= THE EXERCISE =
Lines from the one containing "cloud shown above." through the last line of the data are to be repeated word for word, both ends included.

= THE INPUT =
═══

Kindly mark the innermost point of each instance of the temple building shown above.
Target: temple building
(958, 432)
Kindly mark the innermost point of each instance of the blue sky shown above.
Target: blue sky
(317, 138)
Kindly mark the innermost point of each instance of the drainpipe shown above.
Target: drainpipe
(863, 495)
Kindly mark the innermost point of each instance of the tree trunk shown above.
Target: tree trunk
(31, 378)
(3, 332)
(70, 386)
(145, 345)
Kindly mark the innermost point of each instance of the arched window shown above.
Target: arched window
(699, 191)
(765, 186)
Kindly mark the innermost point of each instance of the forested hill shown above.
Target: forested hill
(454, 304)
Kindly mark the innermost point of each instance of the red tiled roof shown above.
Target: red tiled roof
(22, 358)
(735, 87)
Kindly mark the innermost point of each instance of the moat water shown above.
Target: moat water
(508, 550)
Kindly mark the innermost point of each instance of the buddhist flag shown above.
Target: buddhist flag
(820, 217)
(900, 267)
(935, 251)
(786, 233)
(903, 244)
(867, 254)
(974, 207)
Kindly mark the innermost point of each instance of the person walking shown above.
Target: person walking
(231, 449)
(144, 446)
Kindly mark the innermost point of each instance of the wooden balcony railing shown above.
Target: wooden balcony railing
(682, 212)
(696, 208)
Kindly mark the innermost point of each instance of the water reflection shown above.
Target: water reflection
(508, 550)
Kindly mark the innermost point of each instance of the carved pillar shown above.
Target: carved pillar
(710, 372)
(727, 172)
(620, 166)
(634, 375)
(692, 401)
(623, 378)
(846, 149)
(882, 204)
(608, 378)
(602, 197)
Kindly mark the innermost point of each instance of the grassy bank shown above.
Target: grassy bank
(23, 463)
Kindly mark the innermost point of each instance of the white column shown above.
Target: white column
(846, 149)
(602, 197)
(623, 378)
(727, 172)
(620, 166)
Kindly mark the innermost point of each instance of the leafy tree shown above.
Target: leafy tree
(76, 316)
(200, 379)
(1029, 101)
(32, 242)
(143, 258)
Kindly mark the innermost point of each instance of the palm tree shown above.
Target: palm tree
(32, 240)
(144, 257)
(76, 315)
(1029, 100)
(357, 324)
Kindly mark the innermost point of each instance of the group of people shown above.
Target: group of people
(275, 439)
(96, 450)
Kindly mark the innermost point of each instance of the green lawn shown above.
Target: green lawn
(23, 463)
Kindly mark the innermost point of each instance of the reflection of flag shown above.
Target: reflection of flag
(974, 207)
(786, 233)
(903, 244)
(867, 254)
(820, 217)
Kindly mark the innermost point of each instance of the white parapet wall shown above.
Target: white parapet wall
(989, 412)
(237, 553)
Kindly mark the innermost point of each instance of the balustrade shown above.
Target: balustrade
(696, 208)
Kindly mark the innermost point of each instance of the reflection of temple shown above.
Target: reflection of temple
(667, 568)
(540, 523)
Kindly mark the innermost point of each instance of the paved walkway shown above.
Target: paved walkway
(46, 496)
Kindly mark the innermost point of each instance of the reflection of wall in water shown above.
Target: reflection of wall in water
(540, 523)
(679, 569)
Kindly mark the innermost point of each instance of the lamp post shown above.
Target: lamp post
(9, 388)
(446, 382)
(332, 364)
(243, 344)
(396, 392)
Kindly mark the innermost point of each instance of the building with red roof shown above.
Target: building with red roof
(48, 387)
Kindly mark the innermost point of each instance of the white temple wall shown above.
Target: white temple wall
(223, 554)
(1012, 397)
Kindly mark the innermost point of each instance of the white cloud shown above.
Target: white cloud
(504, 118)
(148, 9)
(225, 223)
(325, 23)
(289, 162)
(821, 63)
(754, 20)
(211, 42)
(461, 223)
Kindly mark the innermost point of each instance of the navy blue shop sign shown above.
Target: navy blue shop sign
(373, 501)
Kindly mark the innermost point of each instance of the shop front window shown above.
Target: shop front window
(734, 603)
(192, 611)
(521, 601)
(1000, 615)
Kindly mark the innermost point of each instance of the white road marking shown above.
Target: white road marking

═══

= CORRECT RESPONSE =
Kindly mark the innermost point of each instance of the white cloud shown above.
Target: white cloud
(504, 118)
(148, 9)
(225, 223)
(325, 23)
(289, 162)
(821, 63)
(754, 20)
(211, 42)
(461, 223)
Kindly mark the innermost point of each instance of the navy blue shop sign shown above.
Target: navy blue shop sign
(373, 501)
Kindly mark the innermost point of each instance of the shop front window shown above.
Target: shop front window
(734, 603)
(192, 611)
(521, 601)
(1000, 615)
Kindly mark the innermost point of each instance of the white road marking shown above.
Target: white road marking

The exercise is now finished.